(Region pointing data)
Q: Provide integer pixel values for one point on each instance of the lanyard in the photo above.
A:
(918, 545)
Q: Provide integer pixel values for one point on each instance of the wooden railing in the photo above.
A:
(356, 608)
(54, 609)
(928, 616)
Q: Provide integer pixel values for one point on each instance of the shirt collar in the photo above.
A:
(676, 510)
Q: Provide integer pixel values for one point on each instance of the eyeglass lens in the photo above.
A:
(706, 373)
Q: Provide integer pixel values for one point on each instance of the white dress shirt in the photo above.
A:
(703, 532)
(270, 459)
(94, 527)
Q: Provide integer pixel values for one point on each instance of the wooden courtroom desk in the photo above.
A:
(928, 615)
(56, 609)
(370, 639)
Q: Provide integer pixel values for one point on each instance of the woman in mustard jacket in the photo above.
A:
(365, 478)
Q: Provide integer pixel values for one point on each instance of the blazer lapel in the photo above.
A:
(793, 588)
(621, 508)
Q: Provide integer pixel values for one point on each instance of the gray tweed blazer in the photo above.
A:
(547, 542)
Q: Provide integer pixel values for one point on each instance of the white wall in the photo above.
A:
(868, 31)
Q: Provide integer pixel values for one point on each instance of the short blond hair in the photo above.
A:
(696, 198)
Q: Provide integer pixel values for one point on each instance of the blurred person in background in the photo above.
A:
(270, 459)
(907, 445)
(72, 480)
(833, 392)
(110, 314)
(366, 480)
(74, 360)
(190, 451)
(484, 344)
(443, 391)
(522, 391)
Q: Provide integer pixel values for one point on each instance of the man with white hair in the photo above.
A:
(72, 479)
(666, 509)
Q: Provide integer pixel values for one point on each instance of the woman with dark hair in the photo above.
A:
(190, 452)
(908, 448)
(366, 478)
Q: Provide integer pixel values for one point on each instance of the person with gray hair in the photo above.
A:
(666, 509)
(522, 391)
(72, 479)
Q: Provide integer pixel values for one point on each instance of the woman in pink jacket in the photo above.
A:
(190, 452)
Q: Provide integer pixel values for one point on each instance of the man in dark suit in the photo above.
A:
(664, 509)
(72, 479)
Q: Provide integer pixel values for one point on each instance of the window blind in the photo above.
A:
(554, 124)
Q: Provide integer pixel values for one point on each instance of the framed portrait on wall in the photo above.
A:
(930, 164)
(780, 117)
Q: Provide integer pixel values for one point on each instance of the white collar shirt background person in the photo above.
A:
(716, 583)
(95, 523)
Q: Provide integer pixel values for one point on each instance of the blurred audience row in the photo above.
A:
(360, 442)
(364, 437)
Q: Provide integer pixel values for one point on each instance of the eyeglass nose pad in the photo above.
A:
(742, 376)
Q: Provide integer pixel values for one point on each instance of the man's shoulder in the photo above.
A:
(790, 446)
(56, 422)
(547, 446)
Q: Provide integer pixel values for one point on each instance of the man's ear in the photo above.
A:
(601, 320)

■ **Exercise description**
Every line above must be reproduced exactly as it stands.

■ **Written response**
Q: Provide integer pixel values for one point on each instance of the lanyard in the photo above.
A:
(918, 545)
Q: Provide integer pixel values for one point on each instance of the wooden railing in the photo above.
A:
(356, 608)
(54, 609)
(928, 616)
Q: Provide integer pixel values for one point on each instance of the shirt collar in the photo above.
A:
(676, 510)
Q: Provide integer pixel values for one point on each instance of the eyeglass lens in the photo above.
A:
(706, 373)
Q: Provide integer pixel values for one point on each instance of the white dress shirt in the photo above.
A:
(703, 532)
(270, 459)
(94, 527)
Q: Provide integer pixel values for one point on each instance of the wooden courtroom desk in the photo above.
A:
(928, 615)
(56, 609)
(370, 639)
Q: Provide integer pixel values for one point on each instance of the woman in mustard jacket in the photo above.
A:
(365, 478)
Q: Provide integer pixel values for one point on each instance of the blazer lapel in the photo above.
A:
(793, 588)
(621, 508)
Q: Provide integer pixel values for one point on each instance of the gray tweed blazer in the photo above.
A:
(547, 542)
Q: Provide integer pixel values for one point on each instance of the white wall in the photo above.
A:
(868, 31)
Q: Provide integer pixel values for one point on each instance of the short blond hair in the photo above.
A:
(696, 198)
Q: Provide integer pixel values for one point on each instance of the blurred person in background in the photo above.
A:
(270, 459)
(907, 445)
(72, 480)
(833, 392)
(110, 314)
(366, 480)
(74, 360)
(190, 451)
(484, 344)
(443, 391)
(522, 391)
Q: Provide integer pixel values for one point on each instance of the man with white hair in the photo above.
A:
(72, 479)
(666, 509)
Q: Provide integer pixel values for one point on each instance of the woman with dark hair in the photo above.
A:
(190, 452)
(908, 448)
(366, 478)
Q: Provide integer pixel values for one point on each instance of the person with gray hair in the photo above.
A:
(666, 509)
(522, 391)
(72, 479)
Q: Provide integer pixel values for one point on each instance of the woman in pink jacket in the photo above.
A:
(190, 452)
Q: Provide integer pixel values for one point on each instance of the man in dark suit in the photo above.
A:
(664, 509)
(72, 479)
Q: Provide integer pixel values for one point on each instance of the window blind in the photo above.
A:
(554, 124)
Q: Provide integer pixel values for one point on each instance of the framed portrait on wall in the photo above.
A:
(930, 164)
(780, 117)
Q: Provide integer pixel values for one point on each instance of the white collar shirt background person in the photo above.
A:
(716, 583)
(95, 523)
Q: Provide integer pixel values for one point on each instance of the blurred audience row in the photo above.
A:
(360, 442)
(364, 437)
Q: Provide integer pixel values for one point on each instance of the eyeglass nose pad in the photo above.
A:
(742, 376)
Q: Provide integer pixel values for one point on each instance of the man's shoulder in the photo above.
A:
(790, 446)
(56, 422)
(547, 446)
Q: Provide integer pixel values for one point on each instance of the man's ear in the photo above.
A:
(601, 320)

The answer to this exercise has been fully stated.